OBJECTIVE:
Continue the piece below on the emissions-pathway graph, starting after its final sentence.
=== QUOTED TEXT ===
The conference-defining image

This graph seemed to be on everybody's opening slides. It was first shown by Sir David King (a celebrated chemist with huge involvement in climate change research and policy) during his opening speech. It shows various simulations of where our emissions levels could end up, depending on a representative concentration pathway (RCPs). The different pathways show a number of radiative forcing values by 2100 compared with preindustrial levels (+2.6, +4.5, +6.0, and +8.5 W/m2). These different pathways lead to a range of different expected temperatures, from 0.9 to 5.4 °C increase. We need to be on RCP 2.6 or lower to give a temperature rise of under 2.3 °C.


Here are some of the graph's more important aspects:
  • We are currently on track for the worst case scenario, RCP8.5. This will lead to famines, flooding and crop failure. 
  • The scenario we are aiming for (and that which the Paris agreement set) is RCP2.6. This requires not only complete reduction of CO2 production but actively removing carbon from the atmosphere.
=== RAW RECORDS ===
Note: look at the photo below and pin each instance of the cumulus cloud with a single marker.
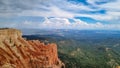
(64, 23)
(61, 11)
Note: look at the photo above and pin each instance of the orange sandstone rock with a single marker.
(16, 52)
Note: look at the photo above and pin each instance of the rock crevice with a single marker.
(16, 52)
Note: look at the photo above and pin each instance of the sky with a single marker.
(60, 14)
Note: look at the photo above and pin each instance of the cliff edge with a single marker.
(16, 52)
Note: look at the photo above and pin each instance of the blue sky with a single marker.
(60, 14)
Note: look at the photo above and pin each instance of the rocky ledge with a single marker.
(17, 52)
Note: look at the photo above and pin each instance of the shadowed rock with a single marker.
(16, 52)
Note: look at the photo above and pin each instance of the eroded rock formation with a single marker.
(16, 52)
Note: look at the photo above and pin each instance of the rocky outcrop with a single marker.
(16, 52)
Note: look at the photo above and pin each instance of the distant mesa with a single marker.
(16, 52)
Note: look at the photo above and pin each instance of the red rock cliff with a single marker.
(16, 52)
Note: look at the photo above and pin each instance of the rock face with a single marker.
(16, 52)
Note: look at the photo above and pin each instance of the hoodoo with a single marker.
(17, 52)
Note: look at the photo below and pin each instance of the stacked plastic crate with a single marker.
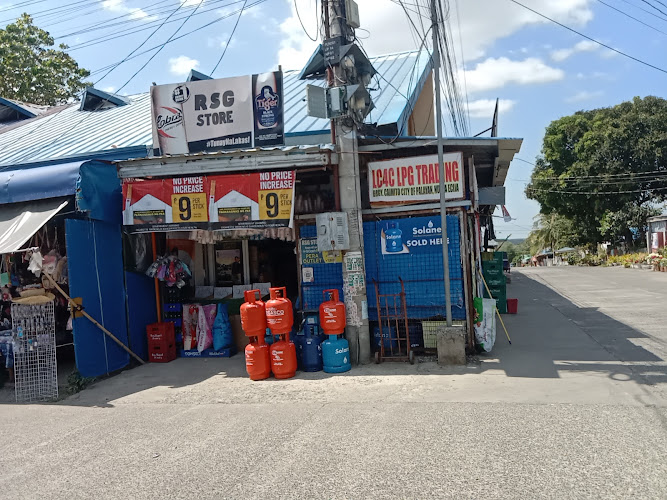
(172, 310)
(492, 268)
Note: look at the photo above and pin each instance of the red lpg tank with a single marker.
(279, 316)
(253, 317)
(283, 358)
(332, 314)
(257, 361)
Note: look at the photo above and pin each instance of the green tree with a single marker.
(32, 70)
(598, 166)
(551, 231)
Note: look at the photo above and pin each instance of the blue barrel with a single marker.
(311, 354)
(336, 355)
===
EXERCISE RESPONSE:
  • There is some uncertainty in the simulations as can be seen from the many light-coloured lines but within this error limit, the results all point to serious warming. 

You are probably already familiar with this depressing outline of global warming. In the following sections, I will outline how scientists and policy makers are planning to tackle the problem.

Hope for a carbon negative future

Much of the conference discussion was focused on which technologies could make up for the shortfall of energy as we decarbonise our energy production.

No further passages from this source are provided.